» **Отрывок**:
Зато потом, на кухне, пока я мыла чашки, Андрей увлеченно расписывал мне проект другой своей книги, за которую он возьмется, как только покончит с этой, будь она проклята! Та, другая, предполагалась быть о зловредном мальчишке, погубившем поочередно всех членов своей семьи, и имя ей было уже придумано – «Крошка Цорес». Образ крошки Цореса был Андрею душевно дорог и распалял в нем целую гамму чувств – с бутылкой в руке он метался из угла в угол, увлеченно выуживая из памяти зловещие детали гибели высоких и статных старших братьев маленького судьбоносного уродца. И мне было ясно, что я присутствую на редкостном спектакле – передо мною выступал истинный Андрей Синявский – Абрам Терц двойным дном наружу!

А вот другое воспоминание – намного позже, на целую жизнь: через несколько лет после нашего отъезда.

Мы сидим с Андреем и Марьей в очередном хлебосольном иерусалимском доме вокруг стола, уставленного всякой аппетитной снедью в честь заезжих знаменитостей. Они как раз завершили работу над первым номером журнала «Синтаксис», и речь за столом идет исключительно о журнальном деле. Правда, и хозяева, и остальные гости к этому делу никакого отношения не имеют, но все вникают в речи парижских гостей с глубоким почтением. Марья, гордясь собой и желая подчеркнуть свое превосходство, критикует нас с Сашей за неправильную позицию, политику, выбор авторов и все остальное журнала «22», а Андрей пытается ее урезонить: «Ну, что ты стараешься, Марья? Они же нам не компаньоны, а конкуренты».

«А это мы сейчас выясним, – восклицает Марья с очевидным подвохом. – Вот пусть скажут, зачем они журнал издают!»

» **Что нужно сделать**:
A - Какое название Андрей уже придумал для своей будущей книги о зловредном мальчишке, если верить воспоминаниям о Синявском?
B - Продолжите воспоминания о Синявском, начав сразу после последней реплики Марьи.

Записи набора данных
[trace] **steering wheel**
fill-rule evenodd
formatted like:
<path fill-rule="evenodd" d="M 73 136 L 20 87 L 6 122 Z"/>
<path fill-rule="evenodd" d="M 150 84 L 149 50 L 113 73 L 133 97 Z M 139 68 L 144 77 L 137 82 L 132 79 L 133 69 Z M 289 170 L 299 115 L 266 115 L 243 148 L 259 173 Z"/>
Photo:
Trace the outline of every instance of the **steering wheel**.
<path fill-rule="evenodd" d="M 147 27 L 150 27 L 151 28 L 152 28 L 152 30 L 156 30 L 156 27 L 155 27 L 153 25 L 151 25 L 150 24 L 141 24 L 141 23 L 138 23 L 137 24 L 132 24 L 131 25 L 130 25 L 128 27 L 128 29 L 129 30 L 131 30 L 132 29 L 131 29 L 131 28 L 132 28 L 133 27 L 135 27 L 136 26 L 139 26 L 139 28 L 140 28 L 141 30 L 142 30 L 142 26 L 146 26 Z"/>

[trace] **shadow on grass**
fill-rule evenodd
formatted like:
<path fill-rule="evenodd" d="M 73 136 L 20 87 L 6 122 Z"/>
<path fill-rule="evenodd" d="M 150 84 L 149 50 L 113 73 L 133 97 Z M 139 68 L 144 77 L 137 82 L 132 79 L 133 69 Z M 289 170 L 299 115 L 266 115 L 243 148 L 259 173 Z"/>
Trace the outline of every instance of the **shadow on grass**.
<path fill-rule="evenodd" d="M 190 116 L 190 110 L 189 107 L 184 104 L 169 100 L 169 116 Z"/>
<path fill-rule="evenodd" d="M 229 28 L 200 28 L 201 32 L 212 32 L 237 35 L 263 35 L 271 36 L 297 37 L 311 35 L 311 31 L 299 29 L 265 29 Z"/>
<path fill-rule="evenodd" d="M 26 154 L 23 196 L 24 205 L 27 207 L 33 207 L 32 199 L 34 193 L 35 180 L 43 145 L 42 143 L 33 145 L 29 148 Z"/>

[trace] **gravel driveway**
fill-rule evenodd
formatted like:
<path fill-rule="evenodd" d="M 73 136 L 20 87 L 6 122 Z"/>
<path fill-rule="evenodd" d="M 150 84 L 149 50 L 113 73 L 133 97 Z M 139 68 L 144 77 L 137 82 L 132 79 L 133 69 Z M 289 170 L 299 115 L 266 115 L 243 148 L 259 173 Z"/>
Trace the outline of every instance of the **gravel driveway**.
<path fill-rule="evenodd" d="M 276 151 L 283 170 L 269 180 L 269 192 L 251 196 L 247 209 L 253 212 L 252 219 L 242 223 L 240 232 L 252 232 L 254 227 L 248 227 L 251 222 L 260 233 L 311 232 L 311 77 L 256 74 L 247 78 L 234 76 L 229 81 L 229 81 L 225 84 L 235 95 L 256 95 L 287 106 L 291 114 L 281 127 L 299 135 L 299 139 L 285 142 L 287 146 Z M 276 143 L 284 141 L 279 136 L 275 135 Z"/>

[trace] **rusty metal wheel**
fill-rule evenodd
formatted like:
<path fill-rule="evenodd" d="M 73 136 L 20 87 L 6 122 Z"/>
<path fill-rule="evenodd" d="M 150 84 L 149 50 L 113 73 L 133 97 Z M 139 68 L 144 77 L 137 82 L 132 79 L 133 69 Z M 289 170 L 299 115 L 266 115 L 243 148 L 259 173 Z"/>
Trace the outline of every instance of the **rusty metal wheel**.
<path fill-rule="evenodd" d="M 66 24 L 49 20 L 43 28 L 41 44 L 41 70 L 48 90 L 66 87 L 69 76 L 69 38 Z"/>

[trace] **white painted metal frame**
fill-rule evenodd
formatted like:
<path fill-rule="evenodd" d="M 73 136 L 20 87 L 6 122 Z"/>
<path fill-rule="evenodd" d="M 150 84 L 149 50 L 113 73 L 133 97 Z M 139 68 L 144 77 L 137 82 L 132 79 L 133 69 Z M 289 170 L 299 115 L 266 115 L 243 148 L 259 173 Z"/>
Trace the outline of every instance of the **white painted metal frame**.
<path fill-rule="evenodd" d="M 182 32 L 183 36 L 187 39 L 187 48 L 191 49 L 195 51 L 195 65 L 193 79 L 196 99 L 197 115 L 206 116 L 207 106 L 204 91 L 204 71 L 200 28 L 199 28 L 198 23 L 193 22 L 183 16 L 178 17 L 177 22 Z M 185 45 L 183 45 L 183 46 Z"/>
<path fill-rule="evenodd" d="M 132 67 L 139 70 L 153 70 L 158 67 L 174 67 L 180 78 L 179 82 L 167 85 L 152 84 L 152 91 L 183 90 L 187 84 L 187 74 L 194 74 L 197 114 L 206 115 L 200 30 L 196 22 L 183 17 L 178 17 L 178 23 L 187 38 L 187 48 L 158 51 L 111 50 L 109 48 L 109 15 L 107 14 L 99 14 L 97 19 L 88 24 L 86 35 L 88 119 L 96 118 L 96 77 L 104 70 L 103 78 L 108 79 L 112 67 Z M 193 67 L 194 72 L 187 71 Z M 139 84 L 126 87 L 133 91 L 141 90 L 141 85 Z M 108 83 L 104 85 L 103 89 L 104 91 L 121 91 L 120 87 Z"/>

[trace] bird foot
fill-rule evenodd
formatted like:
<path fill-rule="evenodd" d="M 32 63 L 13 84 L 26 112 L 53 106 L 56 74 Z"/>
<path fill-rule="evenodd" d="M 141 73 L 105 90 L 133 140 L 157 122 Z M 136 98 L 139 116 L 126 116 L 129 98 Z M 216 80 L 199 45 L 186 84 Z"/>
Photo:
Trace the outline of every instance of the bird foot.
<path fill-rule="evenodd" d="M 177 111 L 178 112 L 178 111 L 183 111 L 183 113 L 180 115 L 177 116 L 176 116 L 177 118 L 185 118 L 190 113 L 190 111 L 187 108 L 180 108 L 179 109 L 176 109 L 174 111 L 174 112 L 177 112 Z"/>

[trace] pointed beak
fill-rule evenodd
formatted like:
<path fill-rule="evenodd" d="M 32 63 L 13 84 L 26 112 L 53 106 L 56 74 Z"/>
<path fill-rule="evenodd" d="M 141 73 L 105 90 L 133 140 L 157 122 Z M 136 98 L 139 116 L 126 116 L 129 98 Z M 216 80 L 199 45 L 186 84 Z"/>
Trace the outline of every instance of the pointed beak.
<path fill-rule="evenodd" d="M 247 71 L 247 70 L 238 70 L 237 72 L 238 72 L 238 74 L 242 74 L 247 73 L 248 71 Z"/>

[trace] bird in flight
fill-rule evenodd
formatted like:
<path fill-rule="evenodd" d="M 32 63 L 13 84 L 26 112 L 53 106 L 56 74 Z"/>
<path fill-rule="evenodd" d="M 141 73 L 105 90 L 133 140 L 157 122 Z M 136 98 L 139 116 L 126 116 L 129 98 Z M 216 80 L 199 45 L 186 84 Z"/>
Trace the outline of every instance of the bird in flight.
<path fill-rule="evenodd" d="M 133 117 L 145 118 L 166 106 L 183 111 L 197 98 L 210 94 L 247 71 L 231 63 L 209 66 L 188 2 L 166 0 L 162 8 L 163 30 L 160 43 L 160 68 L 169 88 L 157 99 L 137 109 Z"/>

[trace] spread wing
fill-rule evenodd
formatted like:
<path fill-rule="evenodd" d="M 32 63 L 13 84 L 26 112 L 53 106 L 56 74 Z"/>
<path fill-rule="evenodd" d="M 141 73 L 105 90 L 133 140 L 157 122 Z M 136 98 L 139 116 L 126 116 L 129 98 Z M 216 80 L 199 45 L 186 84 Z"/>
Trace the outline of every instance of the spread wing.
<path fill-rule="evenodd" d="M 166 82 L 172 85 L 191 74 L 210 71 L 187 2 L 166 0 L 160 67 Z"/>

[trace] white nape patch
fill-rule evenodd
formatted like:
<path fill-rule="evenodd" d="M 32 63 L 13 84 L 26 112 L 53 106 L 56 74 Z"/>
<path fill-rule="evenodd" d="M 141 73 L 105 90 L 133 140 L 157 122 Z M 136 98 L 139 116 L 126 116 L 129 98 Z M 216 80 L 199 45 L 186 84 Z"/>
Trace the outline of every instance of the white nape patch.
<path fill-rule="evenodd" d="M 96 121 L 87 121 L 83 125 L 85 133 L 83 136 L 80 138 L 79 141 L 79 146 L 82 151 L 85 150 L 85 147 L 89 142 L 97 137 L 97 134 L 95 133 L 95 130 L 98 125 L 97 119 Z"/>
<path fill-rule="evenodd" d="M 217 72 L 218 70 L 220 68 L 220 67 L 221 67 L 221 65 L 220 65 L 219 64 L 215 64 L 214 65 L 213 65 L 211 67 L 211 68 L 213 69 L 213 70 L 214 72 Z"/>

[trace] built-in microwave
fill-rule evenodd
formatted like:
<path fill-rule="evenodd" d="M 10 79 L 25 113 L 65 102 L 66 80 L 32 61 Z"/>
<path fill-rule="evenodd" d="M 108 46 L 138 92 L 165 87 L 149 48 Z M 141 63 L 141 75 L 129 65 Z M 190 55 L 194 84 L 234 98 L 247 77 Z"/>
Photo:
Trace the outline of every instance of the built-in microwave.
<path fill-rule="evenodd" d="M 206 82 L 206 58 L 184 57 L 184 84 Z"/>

» **Ответы к заданиям**:
A - «Крошка Цорес».

B -
И обращается ко мне – глаза ее искрятся разоблачительным восторгом. Я не сразу нахожусь, что ответить. Мы к тому времени только-только успели выпустить три номера журнала «22» и еще не доросли в этой деятельности до экзистенциальных вопросов типа «зачем» и «почему».

«Чтобы печатать те произведения, которые никто другой не напечатает», – наконец говорю я нетвердым голосом, как школьница, сдающая трудный экзамен и не уверенная в правильности ответа:

«Вот и дураки! – радостно объявляет Марья. – А я издаю журнал для того, чтобы меня боялись!»

И обводит присутствующих победительным взглядом.

А нам, лопухам, даже в голову не приходило, что кто-то должен нас бояться!

И ведь ни ей, ни нам не дано было предвидеть, что именно в нашем журнале, в номере 48, через много лет появятся разоблачающие Андрея показания С. Хмельницкого под титлом «Из чрева китова», которые никто кроме нас не решился бы тогда опубликовать. Показания эти, как и их предыстория, заслуживают, возможно, отдельной книги – романа-триллера, не меньше, – а пока я попытаюсь рассказать о них в нескольких абзацах. Тем более, что 48 номер журнала «22» стал библиографической редкостью и даже в нашем архиве остался один-единственный, рассыпающийся на отдельные листочки, экземпляр.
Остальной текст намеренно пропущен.